====== RECORD EXCERPTS
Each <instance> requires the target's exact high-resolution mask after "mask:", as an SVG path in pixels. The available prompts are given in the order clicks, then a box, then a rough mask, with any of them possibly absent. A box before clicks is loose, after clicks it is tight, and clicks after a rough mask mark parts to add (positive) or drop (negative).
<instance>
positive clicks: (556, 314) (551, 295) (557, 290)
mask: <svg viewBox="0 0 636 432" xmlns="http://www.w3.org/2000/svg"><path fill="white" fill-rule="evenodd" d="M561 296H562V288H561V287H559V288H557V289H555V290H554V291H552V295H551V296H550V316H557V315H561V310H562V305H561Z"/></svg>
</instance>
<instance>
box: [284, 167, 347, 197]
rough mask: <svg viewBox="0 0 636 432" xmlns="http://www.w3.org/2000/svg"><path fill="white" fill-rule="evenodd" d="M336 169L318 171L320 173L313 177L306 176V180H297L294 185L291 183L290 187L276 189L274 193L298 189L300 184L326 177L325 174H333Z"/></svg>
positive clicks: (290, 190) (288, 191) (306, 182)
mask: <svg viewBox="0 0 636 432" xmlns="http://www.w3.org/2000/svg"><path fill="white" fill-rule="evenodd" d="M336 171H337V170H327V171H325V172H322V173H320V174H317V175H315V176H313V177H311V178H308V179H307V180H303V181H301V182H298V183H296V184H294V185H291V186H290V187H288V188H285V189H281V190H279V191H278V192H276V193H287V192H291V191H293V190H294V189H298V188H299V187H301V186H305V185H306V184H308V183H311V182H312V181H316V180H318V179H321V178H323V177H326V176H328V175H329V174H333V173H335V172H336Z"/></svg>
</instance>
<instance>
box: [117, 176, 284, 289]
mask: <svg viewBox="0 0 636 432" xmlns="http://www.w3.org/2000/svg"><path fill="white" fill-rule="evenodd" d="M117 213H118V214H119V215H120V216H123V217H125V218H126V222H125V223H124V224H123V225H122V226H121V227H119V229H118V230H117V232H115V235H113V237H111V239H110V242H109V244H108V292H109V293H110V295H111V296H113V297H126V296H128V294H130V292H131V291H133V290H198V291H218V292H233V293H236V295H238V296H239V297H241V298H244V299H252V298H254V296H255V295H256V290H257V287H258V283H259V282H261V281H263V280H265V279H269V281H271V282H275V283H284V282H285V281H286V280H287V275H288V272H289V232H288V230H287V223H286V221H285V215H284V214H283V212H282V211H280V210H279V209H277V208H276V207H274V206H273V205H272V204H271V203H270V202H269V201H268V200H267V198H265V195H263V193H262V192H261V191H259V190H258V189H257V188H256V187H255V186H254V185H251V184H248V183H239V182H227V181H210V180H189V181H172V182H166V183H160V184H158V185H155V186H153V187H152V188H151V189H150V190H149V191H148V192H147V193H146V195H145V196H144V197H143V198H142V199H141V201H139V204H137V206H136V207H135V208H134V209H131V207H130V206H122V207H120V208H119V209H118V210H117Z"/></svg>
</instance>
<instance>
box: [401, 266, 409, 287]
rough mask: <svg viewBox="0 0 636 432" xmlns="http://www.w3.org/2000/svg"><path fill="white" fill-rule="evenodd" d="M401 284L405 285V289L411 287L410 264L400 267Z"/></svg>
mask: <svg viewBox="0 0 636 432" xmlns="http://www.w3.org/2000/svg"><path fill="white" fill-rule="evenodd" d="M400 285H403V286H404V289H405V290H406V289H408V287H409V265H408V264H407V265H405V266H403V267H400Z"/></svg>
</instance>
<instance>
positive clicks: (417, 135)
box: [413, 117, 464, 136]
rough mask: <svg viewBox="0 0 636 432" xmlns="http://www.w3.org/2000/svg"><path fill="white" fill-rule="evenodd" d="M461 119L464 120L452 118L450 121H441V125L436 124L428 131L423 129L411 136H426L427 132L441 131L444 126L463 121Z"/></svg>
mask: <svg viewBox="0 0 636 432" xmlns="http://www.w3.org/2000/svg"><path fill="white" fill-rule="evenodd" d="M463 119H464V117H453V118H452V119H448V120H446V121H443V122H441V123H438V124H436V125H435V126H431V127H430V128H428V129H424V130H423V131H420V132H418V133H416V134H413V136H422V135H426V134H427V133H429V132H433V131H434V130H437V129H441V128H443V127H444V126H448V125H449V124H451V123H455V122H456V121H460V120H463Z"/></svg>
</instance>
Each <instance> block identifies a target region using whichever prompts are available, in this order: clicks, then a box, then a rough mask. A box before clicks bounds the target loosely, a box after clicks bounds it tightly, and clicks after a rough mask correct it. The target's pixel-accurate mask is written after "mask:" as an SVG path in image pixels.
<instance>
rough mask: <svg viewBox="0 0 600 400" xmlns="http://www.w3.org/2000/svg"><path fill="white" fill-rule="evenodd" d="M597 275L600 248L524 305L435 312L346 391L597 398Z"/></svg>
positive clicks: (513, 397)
============
- _WHAT TO DO_: Write out the items from their start through the line containing "positive clicks: (556, 314)", swapping "prompts" for "cues" and keeping everything else the same.

- _SOLUTION_:
Each <instance> requires the target's exact high-resolution mask after "mask:", as an SVG path in pixels. The available cues are given in the order clicks, then a box, then a rough mask, with any of them possibly absent. A box before clicks is loose, after clicks it is tight, and clicks after a rough mask mark parts to add (positive) or drop (negative).
<instance>
positive clicks: (556, 314) (551, 295) (557, 290)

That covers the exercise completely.